Extracted records:
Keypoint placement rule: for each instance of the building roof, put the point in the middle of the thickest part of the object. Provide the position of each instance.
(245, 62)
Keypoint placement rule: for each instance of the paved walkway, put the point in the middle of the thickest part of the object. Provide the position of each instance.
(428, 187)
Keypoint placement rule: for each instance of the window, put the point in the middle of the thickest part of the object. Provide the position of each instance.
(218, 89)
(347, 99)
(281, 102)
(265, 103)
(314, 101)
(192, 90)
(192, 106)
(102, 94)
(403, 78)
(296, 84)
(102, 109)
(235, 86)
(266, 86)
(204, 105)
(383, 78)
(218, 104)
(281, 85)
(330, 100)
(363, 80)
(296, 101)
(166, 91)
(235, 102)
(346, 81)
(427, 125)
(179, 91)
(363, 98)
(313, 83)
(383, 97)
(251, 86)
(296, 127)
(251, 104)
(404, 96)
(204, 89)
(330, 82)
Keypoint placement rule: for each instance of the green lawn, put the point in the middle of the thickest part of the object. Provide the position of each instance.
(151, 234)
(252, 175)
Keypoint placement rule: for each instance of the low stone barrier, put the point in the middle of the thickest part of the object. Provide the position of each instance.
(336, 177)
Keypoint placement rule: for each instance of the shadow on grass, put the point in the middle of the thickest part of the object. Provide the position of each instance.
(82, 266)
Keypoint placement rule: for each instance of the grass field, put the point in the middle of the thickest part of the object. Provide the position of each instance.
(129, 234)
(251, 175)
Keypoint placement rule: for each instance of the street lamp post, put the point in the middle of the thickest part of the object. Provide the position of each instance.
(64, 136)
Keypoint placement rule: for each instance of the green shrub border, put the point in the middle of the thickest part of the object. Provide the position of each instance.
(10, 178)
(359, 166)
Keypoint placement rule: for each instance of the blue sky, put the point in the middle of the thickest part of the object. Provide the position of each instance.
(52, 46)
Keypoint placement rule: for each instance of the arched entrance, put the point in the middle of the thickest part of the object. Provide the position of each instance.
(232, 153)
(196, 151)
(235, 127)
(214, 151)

● DIRECTIVE:
Output the entries verbatim.

● OUTPUT BELOW:
Keypoint placement rule: for each instance of the building roof, put the point in the middle of the thickest part of the object. Provide the position of each instance.
(245, 62)
Keypoint placement rule: for each instance of the paved walkway, put the point in the middle of the thickest part of the object. Provide the position of each instance.
(428, 187)
Keypoint placement rule: for each instance of the window, put the point in the middle of the thickest part of the object. Provide the position of each instance.
(218, 89)
(347, 99)
(281, 102)
(265, 103)
(314, 101)
(192, 90)
(192, 106)
(102, 94)
(403, 78)
(296, 84)
(102, 109)
(235, 86)
(266, 86)
(204, 105)
(383, 78)
(218, 104)
(281, 85)
(330, 100)
(363, 80)
(296, 101)
(166, 91)
(235, 102)
(346, 81)
(427, 125)
(179, 91)
(363, 98)
(313, 83)
(383, 97)
(251, 86)
(296, 127)
(251, 104)
(404, 96)
(204, 89)
(330, 82)
Keypoint placement rule: for each instance of the green lawn, put the point in the middle of the thickest part of the object. Provide the position of each instance.
(151, 234)
(252, 175)
Keypoint placement rule: for each instance of the low stone barrier, put the point in the middle of the thickest part of the object. Provide the position of each instance.
(336, 177)
Keypoint placement rule: for each instance of the shadow on grass, put the point in the middle of the thickest part of the object. Provide the position of each instance.
(82, 266)
Keypoint placement rule: for each instance of the grass field, put the point in the middle of the thickest part of the object. Provide the position of each instance.
(129, 234)
(251, 175)
Keypoint placement rule: for each instance of the street lamp post, put the point in the middle of the thickest part of the object. Provide the position of each instance.
(64, 136)
Keypoint placement rule: for each instance of the green shrub border, put the point in the middle of the thickest part of the object. Provide the position of each instance.
(10, 178)
(359, 166)
Keypoint placement rule: for each instance of the blue sky, put the point in the middle of the thickest part of the object. Provide the position of each instance.
(52, 46)
Keypoint placement rule: for each instance of the arched entrance, put the point in the middle of the thickest part of the object. Provide the position of each instance.
(232, 153)
(196, 151)
(235, 127)
(214, 151)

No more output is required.